タブー化した死のリアリティ


 
 

『報道ウオッチ3.11』緊急リリース版 第一部その2

           
 
 
遺体を避けた日本の報道
 
 当たり前のことだが、災害とは残酷で悲惨な人間の命が失われる現場があり、それは戦場と同じことだ。日本のマスコミが好む美談はまずない。普通の生活者が突然、予想だにしなかった一瞬の間に命を落とすという意味では、戦場よりも惨い。
 
 そんな現場のタブーの一つに、遺体をどう表現するかの問題に行き着く。
 しかし日本のマスコミは死体を避ける、というより死という現実を見せないように隠そうとする。日本のマスコミは、死とか人間生活の裏面の暗部を消し去った明るさを演出する。そういうフィクションのような物語を好む。

抜粋データ
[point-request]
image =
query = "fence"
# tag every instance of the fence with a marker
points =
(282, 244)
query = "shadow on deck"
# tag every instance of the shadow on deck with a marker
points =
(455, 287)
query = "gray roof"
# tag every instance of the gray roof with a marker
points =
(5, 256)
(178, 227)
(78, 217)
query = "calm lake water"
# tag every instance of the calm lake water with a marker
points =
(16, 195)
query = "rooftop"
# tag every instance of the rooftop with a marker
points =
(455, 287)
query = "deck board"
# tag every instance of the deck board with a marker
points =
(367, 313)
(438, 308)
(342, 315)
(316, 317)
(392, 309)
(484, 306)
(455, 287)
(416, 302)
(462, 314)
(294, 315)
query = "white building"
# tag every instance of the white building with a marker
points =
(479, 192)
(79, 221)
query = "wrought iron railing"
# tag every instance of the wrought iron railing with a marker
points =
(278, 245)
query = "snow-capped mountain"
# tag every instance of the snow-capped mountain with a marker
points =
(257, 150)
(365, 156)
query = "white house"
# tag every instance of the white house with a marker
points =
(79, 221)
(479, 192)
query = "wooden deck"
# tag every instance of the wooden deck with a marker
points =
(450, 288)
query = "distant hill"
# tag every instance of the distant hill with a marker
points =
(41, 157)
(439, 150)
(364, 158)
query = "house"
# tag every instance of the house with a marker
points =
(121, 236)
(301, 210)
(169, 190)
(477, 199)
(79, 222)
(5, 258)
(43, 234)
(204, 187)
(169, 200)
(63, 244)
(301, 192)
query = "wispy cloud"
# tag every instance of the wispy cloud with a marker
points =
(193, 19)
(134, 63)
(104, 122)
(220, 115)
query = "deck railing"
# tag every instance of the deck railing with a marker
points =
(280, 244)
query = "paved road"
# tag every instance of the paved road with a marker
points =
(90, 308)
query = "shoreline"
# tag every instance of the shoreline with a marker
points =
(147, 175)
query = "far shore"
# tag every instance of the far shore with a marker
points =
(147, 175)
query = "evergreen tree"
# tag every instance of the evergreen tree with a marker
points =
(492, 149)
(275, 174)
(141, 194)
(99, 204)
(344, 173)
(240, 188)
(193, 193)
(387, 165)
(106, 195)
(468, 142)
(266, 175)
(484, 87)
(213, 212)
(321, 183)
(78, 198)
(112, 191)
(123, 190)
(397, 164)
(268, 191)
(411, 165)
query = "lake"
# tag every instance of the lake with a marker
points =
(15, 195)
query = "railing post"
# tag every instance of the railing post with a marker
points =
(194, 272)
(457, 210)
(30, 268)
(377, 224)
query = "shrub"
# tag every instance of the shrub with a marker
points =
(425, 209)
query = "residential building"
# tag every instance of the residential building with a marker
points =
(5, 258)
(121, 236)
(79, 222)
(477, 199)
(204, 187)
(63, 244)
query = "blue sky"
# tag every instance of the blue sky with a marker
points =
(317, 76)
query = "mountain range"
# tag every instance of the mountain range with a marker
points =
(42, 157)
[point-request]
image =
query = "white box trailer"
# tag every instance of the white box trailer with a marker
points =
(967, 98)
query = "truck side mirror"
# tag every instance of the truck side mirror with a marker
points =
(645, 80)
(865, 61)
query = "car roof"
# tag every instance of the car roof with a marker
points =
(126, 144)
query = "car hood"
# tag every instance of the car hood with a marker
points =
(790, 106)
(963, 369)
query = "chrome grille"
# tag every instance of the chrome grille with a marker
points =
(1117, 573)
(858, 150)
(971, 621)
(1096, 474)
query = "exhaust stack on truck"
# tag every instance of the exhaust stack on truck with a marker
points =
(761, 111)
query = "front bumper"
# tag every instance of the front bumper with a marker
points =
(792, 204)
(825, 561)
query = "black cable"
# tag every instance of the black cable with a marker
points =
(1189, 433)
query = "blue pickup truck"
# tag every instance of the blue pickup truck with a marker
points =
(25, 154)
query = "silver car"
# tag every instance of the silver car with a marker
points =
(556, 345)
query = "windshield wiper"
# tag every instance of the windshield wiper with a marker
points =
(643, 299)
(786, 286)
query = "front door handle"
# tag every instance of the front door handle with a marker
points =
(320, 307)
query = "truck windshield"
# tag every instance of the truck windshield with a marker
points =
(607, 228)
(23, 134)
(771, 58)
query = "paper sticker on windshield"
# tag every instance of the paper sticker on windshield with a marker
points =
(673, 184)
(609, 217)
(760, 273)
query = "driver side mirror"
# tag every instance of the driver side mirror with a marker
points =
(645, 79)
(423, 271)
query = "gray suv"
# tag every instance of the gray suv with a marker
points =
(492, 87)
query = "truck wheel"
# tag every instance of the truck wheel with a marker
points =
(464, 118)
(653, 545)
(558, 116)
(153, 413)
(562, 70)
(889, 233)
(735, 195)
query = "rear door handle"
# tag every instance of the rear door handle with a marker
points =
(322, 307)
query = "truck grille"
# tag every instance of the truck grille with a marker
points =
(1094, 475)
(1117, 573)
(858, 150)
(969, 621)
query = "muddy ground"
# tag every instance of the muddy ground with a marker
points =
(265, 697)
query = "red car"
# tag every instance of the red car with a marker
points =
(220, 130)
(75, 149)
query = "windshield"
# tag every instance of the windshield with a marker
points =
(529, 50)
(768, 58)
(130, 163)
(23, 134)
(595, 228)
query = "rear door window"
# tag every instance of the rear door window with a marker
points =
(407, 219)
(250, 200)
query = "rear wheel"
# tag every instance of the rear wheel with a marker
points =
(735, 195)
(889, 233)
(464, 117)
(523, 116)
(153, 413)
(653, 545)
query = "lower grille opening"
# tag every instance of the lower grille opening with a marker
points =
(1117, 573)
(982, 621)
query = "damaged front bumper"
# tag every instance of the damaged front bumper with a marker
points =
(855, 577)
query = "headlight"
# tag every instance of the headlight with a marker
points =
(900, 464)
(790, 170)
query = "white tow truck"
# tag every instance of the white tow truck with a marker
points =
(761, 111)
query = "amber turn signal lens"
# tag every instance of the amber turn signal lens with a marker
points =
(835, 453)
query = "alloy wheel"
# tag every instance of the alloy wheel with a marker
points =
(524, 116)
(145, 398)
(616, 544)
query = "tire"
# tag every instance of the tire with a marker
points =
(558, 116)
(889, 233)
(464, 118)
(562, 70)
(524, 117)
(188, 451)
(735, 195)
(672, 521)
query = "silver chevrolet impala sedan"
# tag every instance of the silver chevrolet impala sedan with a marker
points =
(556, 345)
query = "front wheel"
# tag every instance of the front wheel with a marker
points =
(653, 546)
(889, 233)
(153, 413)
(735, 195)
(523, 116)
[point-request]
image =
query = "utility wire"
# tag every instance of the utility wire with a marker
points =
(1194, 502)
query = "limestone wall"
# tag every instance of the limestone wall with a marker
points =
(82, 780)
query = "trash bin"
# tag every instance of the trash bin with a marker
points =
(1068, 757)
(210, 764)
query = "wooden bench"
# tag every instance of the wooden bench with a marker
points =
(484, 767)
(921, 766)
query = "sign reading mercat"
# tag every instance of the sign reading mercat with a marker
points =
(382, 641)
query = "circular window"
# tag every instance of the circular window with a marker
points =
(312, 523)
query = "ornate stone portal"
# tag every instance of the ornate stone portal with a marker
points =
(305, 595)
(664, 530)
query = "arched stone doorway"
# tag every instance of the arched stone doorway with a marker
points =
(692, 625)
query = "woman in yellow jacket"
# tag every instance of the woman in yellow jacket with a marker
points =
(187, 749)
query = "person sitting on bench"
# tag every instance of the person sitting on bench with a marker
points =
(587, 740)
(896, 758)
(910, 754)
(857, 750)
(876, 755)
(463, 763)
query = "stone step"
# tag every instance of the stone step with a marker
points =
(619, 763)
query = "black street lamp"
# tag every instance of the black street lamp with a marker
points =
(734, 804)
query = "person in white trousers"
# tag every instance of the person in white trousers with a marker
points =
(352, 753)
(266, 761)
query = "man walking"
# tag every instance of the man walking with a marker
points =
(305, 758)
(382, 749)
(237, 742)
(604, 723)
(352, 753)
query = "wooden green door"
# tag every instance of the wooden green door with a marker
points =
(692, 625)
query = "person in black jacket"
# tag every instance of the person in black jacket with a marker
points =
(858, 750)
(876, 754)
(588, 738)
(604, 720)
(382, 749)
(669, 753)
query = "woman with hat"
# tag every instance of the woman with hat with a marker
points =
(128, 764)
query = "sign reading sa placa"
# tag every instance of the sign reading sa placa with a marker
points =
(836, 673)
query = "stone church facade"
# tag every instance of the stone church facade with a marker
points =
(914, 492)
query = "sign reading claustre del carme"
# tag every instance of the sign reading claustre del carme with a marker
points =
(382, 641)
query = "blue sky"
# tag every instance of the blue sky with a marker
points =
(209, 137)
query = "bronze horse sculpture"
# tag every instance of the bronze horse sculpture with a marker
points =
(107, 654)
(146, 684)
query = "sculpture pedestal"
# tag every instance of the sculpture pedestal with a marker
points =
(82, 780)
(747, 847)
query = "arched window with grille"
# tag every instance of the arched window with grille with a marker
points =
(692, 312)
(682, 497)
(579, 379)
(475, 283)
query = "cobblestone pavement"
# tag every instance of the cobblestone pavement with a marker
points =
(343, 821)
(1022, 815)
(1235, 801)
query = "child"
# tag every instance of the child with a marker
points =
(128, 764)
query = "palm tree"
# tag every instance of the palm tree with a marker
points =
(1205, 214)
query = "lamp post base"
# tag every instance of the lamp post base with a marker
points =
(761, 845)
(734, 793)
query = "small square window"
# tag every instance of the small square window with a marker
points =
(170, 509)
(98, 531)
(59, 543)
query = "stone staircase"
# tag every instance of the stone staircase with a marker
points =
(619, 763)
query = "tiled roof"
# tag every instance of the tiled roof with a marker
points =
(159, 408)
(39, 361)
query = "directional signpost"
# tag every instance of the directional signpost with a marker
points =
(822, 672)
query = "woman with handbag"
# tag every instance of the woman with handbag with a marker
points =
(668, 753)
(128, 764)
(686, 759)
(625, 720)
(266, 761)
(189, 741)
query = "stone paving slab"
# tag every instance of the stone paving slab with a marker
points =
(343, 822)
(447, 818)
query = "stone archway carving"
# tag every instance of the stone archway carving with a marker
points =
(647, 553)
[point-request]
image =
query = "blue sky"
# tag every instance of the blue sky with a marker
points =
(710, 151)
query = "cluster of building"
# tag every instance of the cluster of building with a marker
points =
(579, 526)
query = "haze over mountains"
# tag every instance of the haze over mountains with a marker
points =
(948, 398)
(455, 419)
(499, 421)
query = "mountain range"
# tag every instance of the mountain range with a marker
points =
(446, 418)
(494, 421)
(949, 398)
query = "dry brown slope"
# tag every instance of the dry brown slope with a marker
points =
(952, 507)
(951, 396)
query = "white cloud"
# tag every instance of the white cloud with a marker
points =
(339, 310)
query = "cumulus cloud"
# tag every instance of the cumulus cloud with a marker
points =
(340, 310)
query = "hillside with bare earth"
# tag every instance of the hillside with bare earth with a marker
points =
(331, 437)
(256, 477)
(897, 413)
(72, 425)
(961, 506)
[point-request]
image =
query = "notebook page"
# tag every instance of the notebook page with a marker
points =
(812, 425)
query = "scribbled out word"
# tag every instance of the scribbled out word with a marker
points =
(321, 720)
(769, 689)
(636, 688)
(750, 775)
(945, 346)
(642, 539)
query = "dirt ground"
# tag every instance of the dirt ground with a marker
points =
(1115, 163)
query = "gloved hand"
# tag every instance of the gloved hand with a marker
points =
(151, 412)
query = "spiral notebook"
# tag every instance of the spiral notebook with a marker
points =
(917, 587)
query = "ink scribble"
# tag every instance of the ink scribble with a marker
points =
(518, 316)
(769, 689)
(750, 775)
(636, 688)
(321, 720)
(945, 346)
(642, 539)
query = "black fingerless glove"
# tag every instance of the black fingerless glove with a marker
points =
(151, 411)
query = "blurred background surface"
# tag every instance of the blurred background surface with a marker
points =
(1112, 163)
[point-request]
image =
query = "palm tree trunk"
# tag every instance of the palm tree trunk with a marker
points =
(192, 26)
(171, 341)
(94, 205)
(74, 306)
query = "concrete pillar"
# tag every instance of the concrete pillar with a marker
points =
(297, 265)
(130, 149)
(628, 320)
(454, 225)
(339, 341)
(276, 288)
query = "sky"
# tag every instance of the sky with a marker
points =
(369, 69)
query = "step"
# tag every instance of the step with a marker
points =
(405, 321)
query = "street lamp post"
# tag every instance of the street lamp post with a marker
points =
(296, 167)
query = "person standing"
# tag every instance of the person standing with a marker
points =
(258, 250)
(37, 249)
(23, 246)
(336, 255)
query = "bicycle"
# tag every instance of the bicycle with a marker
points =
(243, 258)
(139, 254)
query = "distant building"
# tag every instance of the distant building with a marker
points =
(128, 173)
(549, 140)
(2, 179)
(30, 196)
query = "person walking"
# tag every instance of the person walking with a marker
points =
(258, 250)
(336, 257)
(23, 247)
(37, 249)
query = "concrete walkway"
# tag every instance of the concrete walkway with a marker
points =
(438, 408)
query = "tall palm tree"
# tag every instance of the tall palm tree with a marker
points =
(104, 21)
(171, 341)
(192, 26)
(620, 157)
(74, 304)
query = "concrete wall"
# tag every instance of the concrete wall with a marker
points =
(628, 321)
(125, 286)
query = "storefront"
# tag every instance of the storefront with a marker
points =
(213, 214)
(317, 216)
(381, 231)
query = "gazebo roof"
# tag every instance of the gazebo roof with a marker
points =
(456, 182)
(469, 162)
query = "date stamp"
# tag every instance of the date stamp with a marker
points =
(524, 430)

作業の指示
(a) 日本の報道と遺体についての文章で、災害の現場は何と同じだと述べられているか。
(b) 日本の報道と遺体についての文章で、最初の段落より前に置かれた題や見出しをすべて挙げること。
(c) 日本の報道と遺体についての文章を、最後の一文のあとから書き継ぐこと。
抜粋データの行はこの作業には関わらない。

各作業の解答
(a) 戦場と同じだと述べられている。

(b)
・タブー化した死のリアリティ
・『報道ウオッチ3.11』緊急リリース版 第一部その2
・遺体を避けた日本の報道

(c)
 いつのころから、死を避け、忌み嫌う文化が出来たのだろうか。

 もともとの日本文化の中には日常の中に死生観を表す宗教的な文化があった。朝、母親が仏壇に炊きたてのご飯を備えて亡き先祖の霊に祈る。夕飯前には家族全員が仏壇を拝む。飯を食べられる幸せを家族全員がかみしめる。そういう生活習慣が私の幼少のころにはあった。
 
   私が新聞記者になったころ、作家の三島由紀夫が自衛隊の市ヶ谷駐屯地にたてこもり割腹自決した事件が起こった。1970年11月5日のことだ。三島に心酔する盾の会の若者たちが三島と行動を共にした。三島が割腹したあと、盾の会の一人が介添え役で三島の首を刎ねた。
夕刊に間に合う時間帯だったので、夕刊一面トップに記事は載った。社内で配られた早版には現場に三島の首が転がっている写真があった。しかし残酷すぎるという理由で、第2版から差し替えになり遺体の写真はなくなった。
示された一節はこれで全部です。